- _Consigne 1_: Relevez toutes les lignes des entrées où figure la chaîne « innermost », en tenant compte de la casse.

- _Texte fourni_:
..............................
Près de 40 ans après ces exploits, prendre le volant d’une telle machine reste toujours un moment chargé d’émotion. Même sans exploiter la voiture à fond, en particulier sur une surface glissante, je me rends compte, moi aussi malgré mon modeste niveau de pilotage, de son incroyable potentiel dès que la route se fait plus sinueuse. Accrochée au bitume comme un chat ses griffes plantées dans une moquette, la quattro vire presque à plat, bien servie par une direction assistée très précise, tandis que la boîte manuelle à 5 rapports séduit par son guidage. Et ce fameux moteur est assurément un élément clé de la réussite de cette voiture. Passé le cap des 3000 tr/mn, on entre dans la plage du turbo (280 Nm à 3500 tr/mn), et on sent alors le Torsen travailler, avec un avant qui tracte et un arrière qui pousse de concert, projetant avec vigueur les 1300 kg de cette voiture vers le virage suivant (222 km/h maxi). L’effet est saisissant, et encore, je ne bénéficie pour cet essai que de la première mouture, la plus sage.
..............................
- _Entrées_:

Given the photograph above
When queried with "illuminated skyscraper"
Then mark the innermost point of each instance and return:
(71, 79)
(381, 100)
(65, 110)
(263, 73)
..............................
- _Consigne 2_:
D'après le texte fourni, répondez brièvement :
(a) Combien de rapports compte la boîte manuelle de la quattro ?
(b) Quel couple le turbo délivre-t-il, et à quel régime ?
(c) Quelle vitesse maximale la voiture atteint-elle ?

- _Solution complète 1_:
Then mark the innermost point of each instance and return:

- _Solution complète 2_:
(a) Elle compte 5 rapports.
(b) Il délivre 280 Nm à 3500 tr/mn.
(c) Elle atteint 222 km/h.